* [QUESTIONS ON THE MATERIAL]:
- a) Decide whether each statement agrees with the Marcos Jr. article below. Answer yes or no, and quote the words from the article that settle it.
(i) Ferdinand Marcos Jr. took the oath of office on June 30 to become the 17th President of the Philippines.
(ii) The figures on imprisonment, torture and killings from 1972 to 1981 are credited to BAYAN.
(iii) Marcos Jr. addressed extrajudicial killings in his first State of the Nation Address.
- b) According to the Marcos Jr. article below, which group listed the topics that progressive groups highlighted in the inauguration protest?
- c) Write a continuation of the Marcos Jr. article below, starting after its final sentence.

*** EXTRACT TO READ

The Philippines were successful in removing Dictator Marcos from power. After that, his son would go on to become President. What arises seems to have brought about a Deja Vu of occurrences that took place in the other direction 36 years later.
On the 30th of June of this year, Ferdinand Marcos Jr. took the oath of office to become the 17th President of the Philippines. This event marked the beginning of the political comeback of one of the most controversial family names in the history of our country.
Having a familiar name seat in the top post of the government attracts the same fear and resistance within the masses. On the same day of Marcos Jr. ‘s inauguration, protesters stormed the historic Plaza Miranda in order to voice their opposition to his leadership and bring attention to the urgent problems that threaten the welfare of the masses.
According to Bagong Alyansang Makabayan (BAYAN), among the topics highlighted of progressive groups in the inauguration protest are the exorbitant cost of oil and other commodities; wage increases; agricultural subsidies; human rights; the elimination of the National Task Force To End Local Communism and Armed Conflict (NTF-ELCAC); the bloody war on drugs; corruption; historical revisionism; and sovereignty.
Having Marcos Jr. as the country’s president only fuels activists to continue their protests against his blatant disregard on social justice and human rights. His ignorance towards these issues is evidenced by the fact that Marcos Jr., whose predecessor left a legacy of extrajudicial killings, did not address these issues in his first State of the Nation Address (SONA).
It appears that not all Filipinos are deceived into electing a namesake of a tyrant whose history includes crimes against humanity. As recorded by Amnesty International, from 1972 to 1981, 72,000 were imprisoned, 34, 000 were tortured, and 3,240 were killed. These are the numbers that reflect the record of human rights crimes that were executed under the rule of Dictator Marcos. His family, including the current president of the country, shamelessly disregards these atrocities, despite the fact that they were committed under their watch.

******
*** AVAILABLE DATA

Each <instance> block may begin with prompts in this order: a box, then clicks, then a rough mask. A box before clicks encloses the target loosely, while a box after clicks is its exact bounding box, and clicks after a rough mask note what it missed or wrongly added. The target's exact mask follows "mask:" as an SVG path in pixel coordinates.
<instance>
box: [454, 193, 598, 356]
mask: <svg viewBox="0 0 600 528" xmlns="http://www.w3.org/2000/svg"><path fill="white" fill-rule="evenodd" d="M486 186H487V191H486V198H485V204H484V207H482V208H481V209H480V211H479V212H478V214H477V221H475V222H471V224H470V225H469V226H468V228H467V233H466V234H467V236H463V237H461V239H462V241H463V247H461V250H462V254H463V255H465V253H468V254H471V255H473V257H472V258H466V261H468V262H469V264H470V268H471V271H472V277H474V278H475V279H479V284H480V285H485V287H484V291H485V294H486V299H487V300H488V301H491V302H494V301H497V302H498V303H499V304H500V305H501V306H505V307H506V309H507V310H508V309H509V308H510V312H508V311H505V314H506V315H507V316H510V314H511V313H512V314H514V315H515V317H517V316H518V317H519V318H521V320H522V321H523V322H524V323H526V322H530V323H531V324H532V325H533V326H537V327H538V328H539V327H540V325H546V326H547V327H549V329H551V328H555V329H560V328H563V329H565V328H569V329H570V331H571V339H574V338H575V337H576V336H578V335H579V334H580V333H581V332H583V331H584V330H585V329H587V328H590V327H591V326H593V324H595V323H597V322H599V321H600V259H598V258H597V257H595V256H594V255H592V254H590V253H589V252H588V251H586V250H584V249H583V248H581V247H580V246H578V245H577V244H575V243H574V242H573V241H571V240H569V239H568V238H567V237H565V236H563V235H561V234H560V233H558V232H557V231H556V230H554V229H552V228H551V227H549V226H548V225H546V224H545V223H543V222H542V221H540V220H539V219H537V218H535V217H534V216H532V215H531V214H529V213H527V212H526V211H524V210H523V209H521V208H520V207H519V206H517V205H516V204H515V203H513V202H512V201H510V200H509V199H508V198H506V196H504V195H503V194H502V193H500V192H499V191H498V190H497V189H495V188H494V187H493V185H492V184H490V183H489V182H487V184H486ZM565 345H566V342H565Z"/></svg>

******

* [RESPONSES BY ITEM NUMBER]:
- a)
(i) Yes: "On the 30th of June of this year, Ferdinand Marcos Jr. took the oath of office to become the 17th President of the Philippines."
(ii) No: "As recorded by Amnesty International, from 1972 to 1981, 72,000 were imprisoned"
(iii) No: "did not address these issues in his first State of the Nation Address (SONA)"

- b) Bagong Alyansang Makabayan (BAYAN).

- c)
Marcos Jr. is yet to prove that he can uphold accountability, deliver policies that are emboldened to the best interests of the public, and prove that he’s a different man from his tyrannical father. Like the rest of his family, he is yet to apologize for the sins that they have done against the Filipino people.
Hence, it is reasonable to wonder how he will be able to serve the people if he can not tell the difference between right and wrong, especially in light of the wrongs committed by his late father and his predecessor, whose daughter was his ally and later became Vice President.
Doubtful political analysts expressed their concerns about how it is likely that he will delay justice and use all of his power to clean up his tarnished reputation because of his position as President, which gives him significant influence over who gets assigned responsibility for litigating their crimes and recouping their illicit riches.
If a Marcos presidency is in place, Antonio La Vina, an Ateneo de Manila University professor of law and politics, feared — in a conversation with Reuters — that the country’s federal prosecutors and the Presidential Commission on Good Governance (PCGG) will not continue to investigate the Marcoses’ illicit wealth.
Despite winning by a big margin, it is undeniable that there is a significant opposition to Marcos Jr.’s administration. His authority has been challenged, in part, by dissenting opinions surrounding the process by which the Marcos family regained their position in Malacañang.
Tsek.ph, a non-profit fact-checking initiative, has compiled evidence suggesting that Former Vice President Robredo, the runner-up in this year’s presidential polls, has been the primary target of sustained campaigns of misinformation while Marcos Jr. reaped the greatest rewards from these traitorous narratives.
As the son of a dictator made his way to Malacañang, the case of our country once again became a cautionary tale for all democratic nations at risk of falling towards authoritarian leaders and alike. Consequently, Jonathan Ong, an associate professor of global digital media at the University of Massachusetts Amherst, noted that the story of the Marcoses’ comeback has already provided a powerful lesson to autocrats, both in power and in exile, all over the world.
Because of the manner in which the Philippines reacted to the signs of the times, it is simple to point the finger at anyone, but particularly at its citizens as a whole due to the fact that the election results declared Marcos Jr. to be president with more than 31 million votes. However, all roads must eventually lead to how the Marcos family devised a detailed campaign to rejuvenate their reputation on social media and engaged in hasty political control with abhorrent political forces.
It is up to the people, as it was then, to defend our democracy from its new threat. Now, more than ever, there is no way forward for the masses other than to be progressive and radical while simultaneously bearing the challenge of keeping everyone on board in resisting the iniquity of the family that they got rid of 36 years ago.